-- PROBLEM TO WORK ON --
Repeat, line for line, the entries printed below.

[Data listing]
-- BEGIN --
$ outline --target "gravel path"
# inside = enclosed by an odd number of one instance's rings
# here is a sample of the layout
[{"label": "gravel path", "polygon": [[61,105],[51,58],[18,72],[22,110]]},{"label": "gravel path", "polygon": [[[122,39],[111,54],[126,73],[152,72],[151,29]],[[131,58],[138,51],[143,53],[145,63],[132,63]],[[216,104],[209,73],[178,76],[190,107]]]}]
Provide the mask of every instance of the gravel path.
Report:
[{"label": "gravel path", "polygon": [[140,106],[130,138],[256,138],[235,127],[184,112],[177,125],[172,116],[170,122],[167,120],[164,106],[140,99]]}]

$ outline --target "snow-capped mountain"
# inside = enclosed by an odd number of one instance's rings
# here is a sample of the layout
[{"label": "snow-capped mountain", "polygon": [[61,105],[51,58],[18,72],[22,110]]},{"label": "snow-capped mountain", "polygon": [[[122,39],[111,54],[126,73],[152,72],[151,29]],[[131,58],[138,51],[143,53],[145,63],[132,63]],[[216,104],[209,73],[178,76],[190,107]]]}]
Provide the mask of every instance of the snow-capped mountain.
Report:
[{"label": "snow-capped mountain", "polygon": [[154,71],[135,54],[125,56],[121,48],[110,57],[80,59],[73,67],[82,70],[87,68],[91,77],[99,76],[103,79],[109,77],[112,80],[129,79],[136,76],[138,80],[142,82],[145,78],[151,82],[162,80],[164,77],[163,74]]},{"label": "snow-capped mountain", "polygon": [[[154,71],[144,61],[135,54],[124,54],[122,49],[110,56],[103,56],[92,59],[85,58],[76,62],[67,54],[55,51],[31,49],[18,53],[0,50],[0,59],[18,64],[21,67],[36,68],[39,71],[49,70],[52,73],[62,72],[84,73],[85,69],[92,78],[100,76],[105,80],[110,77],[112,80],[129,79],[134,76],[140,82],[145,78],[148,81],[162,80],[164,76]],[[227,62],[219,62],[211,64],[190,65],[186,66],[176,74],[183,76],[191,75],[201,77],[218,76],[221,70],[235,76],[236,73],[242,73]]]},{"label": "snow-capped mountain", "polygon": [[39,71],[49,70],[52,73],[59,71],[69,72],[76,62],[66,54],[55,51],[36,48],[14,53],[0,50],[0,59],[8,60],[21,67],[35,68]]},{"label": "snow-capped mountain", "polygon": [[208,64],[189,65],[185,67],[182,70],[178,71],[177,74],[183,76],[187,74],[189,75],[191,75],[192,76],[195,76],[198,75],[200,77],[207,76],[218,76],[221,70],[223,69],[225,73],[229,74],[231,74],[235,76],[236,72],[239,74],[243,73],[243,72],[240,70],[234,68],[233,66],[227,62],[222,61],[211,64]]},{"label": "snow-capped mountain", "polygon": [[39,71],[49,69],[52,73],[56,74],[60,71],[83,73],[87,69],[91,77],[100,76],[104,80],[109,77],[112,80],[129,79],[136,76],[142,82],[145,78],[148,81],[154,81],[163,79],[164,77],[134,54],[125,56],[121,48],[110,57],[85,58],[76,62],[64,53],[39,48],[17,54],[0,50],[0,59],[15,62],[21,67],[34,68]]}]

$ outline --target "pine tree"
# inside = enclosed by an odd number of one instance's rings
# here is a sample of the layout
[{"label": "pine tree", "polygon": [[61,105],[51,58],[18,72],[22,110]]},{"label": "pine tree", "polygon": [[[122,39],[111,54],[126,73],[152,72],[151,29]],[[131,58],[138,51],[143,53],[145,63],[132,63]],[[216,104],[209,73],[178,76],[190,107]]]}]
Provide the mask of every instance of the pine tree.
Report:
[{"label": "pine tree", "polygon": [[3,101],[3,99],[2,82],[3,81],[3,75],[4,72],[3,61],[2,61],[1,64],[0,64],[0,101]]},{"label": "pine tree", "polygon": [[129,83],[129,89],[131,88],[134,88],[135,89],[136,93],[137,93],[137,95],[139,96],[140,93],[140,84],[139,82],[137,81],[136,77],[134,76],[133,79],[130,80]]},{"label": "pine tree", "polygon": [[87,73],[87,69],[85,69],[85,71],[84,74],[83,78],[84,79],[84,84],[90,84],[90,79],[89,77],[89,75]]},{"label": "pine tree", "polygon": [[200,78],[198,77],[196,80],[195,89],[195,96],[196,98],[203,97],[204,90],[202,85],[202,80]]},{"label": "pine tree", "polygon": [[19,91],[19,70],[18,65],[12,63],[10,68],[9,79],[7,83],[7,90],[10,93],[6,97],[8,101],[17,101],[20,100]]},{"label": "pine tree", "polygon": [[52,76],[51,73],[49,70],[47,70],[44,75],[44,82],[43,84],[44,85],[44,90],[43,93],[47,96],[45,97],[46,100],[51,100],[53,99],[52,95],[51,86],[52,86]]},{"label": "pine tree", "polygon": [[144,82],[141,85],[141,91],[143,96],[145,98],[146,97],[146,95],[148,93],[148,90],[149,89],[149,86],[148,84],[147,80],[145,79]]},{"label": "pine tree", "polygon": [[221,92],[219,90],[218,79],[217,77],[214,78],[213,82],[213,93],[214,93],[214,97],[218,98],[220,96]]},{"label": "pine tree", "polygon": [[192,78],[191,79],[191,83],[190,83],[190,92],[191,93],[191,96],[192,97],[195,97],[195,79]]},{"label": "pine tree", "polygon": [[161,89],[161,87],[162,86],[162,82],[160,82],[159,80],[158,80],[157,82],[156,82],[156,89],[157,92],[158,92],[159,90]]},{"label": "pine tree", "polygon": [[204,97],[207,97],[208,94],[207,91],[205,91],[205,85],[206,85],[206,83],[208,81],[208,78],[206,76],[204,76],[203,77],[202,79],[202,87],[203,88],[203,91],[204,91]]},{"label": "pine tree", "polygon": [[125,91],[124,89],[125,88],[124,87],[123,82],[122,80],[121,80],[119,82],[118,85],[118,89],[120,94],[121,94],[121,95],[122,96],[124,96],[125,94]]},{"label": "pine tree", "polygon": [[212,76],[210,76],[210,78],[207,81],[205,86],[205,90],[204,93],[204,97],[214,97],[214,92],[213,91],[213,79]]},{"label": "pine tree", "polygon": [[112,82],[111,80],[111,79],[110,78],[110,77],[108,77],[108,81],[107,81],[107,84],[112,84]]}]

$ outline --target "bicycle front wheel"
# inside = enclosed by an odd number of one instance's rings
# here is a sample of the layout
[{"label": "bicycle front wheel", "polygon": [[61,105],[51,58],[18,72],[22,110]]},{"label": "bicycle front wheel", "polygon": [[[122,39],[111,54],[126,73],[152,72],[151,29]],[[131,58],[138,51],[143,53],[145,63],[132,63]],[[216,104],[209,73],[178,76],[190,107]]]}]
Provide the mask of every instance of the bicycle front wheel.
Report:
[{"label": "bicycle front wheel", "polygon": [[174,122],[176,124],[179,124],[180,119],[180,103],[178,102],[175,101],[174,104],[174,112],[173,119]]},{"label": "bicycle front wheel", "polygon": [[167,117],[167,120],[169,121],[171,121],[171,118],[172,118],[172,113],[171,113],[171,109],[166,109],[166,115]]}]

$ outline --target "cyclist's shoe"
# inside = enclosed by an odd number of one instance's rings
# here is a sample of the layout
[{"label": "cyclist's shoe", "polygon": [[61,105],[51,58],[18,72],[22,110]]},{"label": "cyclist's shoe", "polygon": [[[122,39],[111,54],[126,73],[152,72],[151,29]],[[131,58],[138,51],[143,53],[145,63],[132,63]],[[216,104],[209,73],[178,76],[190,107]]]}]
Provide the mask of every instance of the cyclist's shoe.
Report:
-- END --
-- COMPLETE OUTPUT --
$ outline --target "gravel path"
# inside = enclosed by an odd number of one instance's rings
# here is a sample of the layout
[{"label": "gravel path", "polygon": [[61,105],[51,58],[18,72],[22,110]]},{"label": "gravel path", "polygon": [[[122,39],[111,54],[126,73],[152,72],[151,29]],[[131,58],[138,51],[143,53],[145,63],[132,63]],[[216,104],[209,73],[178,76],[190,107]]]}]
Provide the mask of every instance of the gravel path.
Report:
[{"label": "gravel path", "polygon": [[140,106],[130,138],[256,138],[235,127],[184,112],[177,125],[172,116],[170,122],[167,120],[164,106],[140,99]]}]

$ outline --target "snow-capped mountain"
# inside = enclosed by an odd number of one instance's rings
# here is a sample of the layout
[{"label": "snow-capped mountain", "polygon": [[61,105],[51,58],[18,72],[22,110]]},{"label": "snow-capped mountain", "polygon": [[[122,39],[111,54],[126,73],[152,72],[151,29]],[[131,58],[138,51],[143,53],[145,63],[132,63]],[[216,104],[209,73],[178,76],[190,107]]]}]
Provide the mask of every instance of the snow-capped mountain.
Report:
[{"label": "snow-capped mountain", "polygon": [[154,71],[135,54],[125,56],[121,48],[110,57],[80,59],[73,67],[82,70],[87,68],[91,77],[99,76],[103,79],[109,77],[112,80],[129,79],[136,76],[138,80],[142,82],[145,78],[151,82],[162,80],[164,77],[163,74]]},{"label": "snow-capped mountain", "polygon": [[[154,71],[144,61],[135,54],[124,54],[122,49],[110,56],[103,56],[92,59],[85,58],[76,62],[67,54],[55,51],[31,49],[18,53],[0,50],[0,59],[18,64],[21,67],[36,68],[39,71],[49,70],[52,73],[62,72],[84,73],[85,69],[92,78],[100,76],[105,80],[110,77],[112,80],[129,79],[134,76],[140,82],[145,78],[148,81],[162,80],[164,76]],[[227,62],[219,62],[211,64],[190,65],[186,66],[176,74],[183,76],[191,75],[201,77],[218,76],[221,70],[235,76],[236,73],[242,73]]]},{"label": "snow-capped mountain", "polygon": [[39,71],[49,70],[52,73],[59,71],[69,72],[76,62],[66,54],[55,51],[36,48],[14,53],[0,50],[0,59],[8,60],[21,67],[35,68]]},{"label": "snow-capped mountain", "polygon": [[208,64],[189,65],[185,67],[182,70],[178,71],[177,74],[183,76],[187,74],[189,75],[191,75],[192,76],[195,76],[198,75],[200,77],[207,76],[218,76],[221,70],[223,69],[225,73],[229,74],[231,74],[235,76],[236,72],[239,74],[243,73],[243,72],[240,70],[234,68],[233,66],[227,62],[222,61],[211,64]]},{"label": "snow-capped mountain", "polygon": [[39,71],[49,69],[52,73],[56,74],[60,71],[83,73],[87,69],[91,77],[100,76],[104,80],[109,77],[112,80],[129,79],[136,76],[142,82],[145,78],[148,81],[154,81],[163,79],[164,77],[134,54],[125,56],[121,48],[110,57],[85,58],[76,62],[64,53],[39,48],[17,54],[0,50],[0,59],[15,62],[21,67],[34,68]]}]

$ outline --target "pine tree"
# inside = enclosed by an odd number of one instance's rings
# here is a sample of the layout
[{"label": "pine tree", "polygon": [[61,105],[51,58],[18,72],[22,110]]},{"label": "pine tree", "polygon": [[[122,39],[111,54],[126,73],[152,72],[151,29]],[[131,58],[138,51],[143,53],[145,63],[132,63]],[[216,104],[209,73],[178,76],[190,107]]]}]
Provide the mask of every instance of the pine tree.
Report:
[{"label": "pine tree", "polygon": [[3,101],[3,99],[2,82],[3,81],[3,75],[4,72],[3,61],[2,61],[1,64],[0,64],[0,101]]},{"label": "pine tree", "polygon": [[129,83],[129,89],[131,88],[134,88],[135,89],[136,93],[137,93],[137,95],[139,96],[140,93],[140,84],[139,82],[137,81],[136,77],[134,76],[133,79],[130,80]]},{"label": "pine tree", "polygon": [[87,73],[87,69],[85,69],[85,71],[84,74],[83,78],[84,79],[84,84],[90,84],[90,79],[89,77],[89,75]]},{"label": "pine tree", "polygon": [[200,78],[198,77],[196,80],[195,89],[195,96],[196,98],[203,97],[204,90],[202,85],[202,80]]},{"label": "pine tree", "polygon": [[19,91],[19,70],[18,65],[12,63],[10,68],[9,79],[7,83],[7,90],[10,93],[6,97],[8,101],[17,101],[20,100]]},{"label": "pine tree", "polygon": [[52,76],[51,73],[49,70],[47,70],[44,75],[44,82],[43,84],[44,85],[44,90],[43,93],[47,96],[45,97],[46,100],[51,100],[53,99],[52,95],[51,86],[52,86]]},{"label": "pine tree", "polygon": [[144,82],[141,85],[141,91],[143,96],[145,98],[146,97],[146,95],[148,93],[148,90],[149,89],[149,86],[148,84],[147,80],[145,79]]},{"label": "pine tree", "polygon": [[221,92],[219,90],[218,79],[217,77],[214,78],[213,82],[213,93],[214,93],[214,97],[218,98],[220,96]]},{"label": "pine tree", "polygon": [[192,78],[191,79],[191,83],[190,83],[190,92],[191,93],[191,96],[192,97],[195,97],[195,79]]},{"label": "pine tree", "polygon": [[161,89],[161,87],[162,86],[162,82],[160,82],[159,80],[158,80],[157,82],[156,82],[156,89],[157,92],[158,92],[159,90]]},{"label": "pine tree", "polygon": [[204,97],[207,97],[208,94],[207,91],[205,91],[205,85],[206,85],[206,83],[208,81],[208,78],[206,76],[204,76],[203,77],[202,79],[202,87],[203,88],[203,91],[204,91]]},{"label": "pine tree", "polygon": [[125,91],[124,89],[125,88],[124,87],[123,82],[122,80],[121,80],[119,82],[118,85],[118,89],[120,94],[121,94],[121,95],[122,96],[124,96],[125,94]]},{"label": "pine tree", "polygon": [[212,76],[210,76],[210,78],[207,81],[205,86],[205,90],[204,93],[204,97],[214,97],[214,92],[213,91],[213,79]]},{"label": "pine tree", "polygon": [[112,82],[111,80],[111,79],[110,78],[110,77],[108,77],[108,81],[107,81],[107,84],[112,84]]}]

$ outline --target "bicycle front wheel"
# inside = enclosed by an odd number of one instance's rings
# here is a sample of the layout
[{"label": "bicycle front wheel", "polygon": [[61,105],[51,58],[18,72],[22,110]]},{"label": "bicycle front wheel", "polygon": [[[122,39],[111,54],[126,73],[152,72],[151,29]],[[131,58],[138,51],[143,53],[145,63],[132,63]],[[216,104],[209,73],[178,76],[190,107]]]}]
Provide the mask of every instance of the bicycle front wheel.
Report:
[{"label": "bicycle front wheel", "polygon": [[174,122],[176,124],[179,124],[180,119],[180,103],[178,102],[175,101],[174,104],[174,112],[173,119]]},{"label": "bicycle front wheel", "polygon": [[167,117],[167,120],[169,121],[171,121],[171,118],[172,118],[172,113],[171,113],[171,109],[166,109],[166,115]]}]

$ outline --target "cyclist's shoe"
# inside = enclosed by an odd number of one instance's rings
# here is a sample of the layout
[{"label": "cyclist's shoe", "polygon": [[61,105],[51,58],[18,72],[22,110]]},{"label": "cyclist's shoe", "polygon": [[[122,39],[111,54],[126,73],[152,72],[151,29]],[[131,58],[138,51],[143,53],[145,63],[132,63]],[[216,104],[209,73],[178,76],[190,107]]]}]
Provide the mask of every instance of the cyclist's shoe.
Report:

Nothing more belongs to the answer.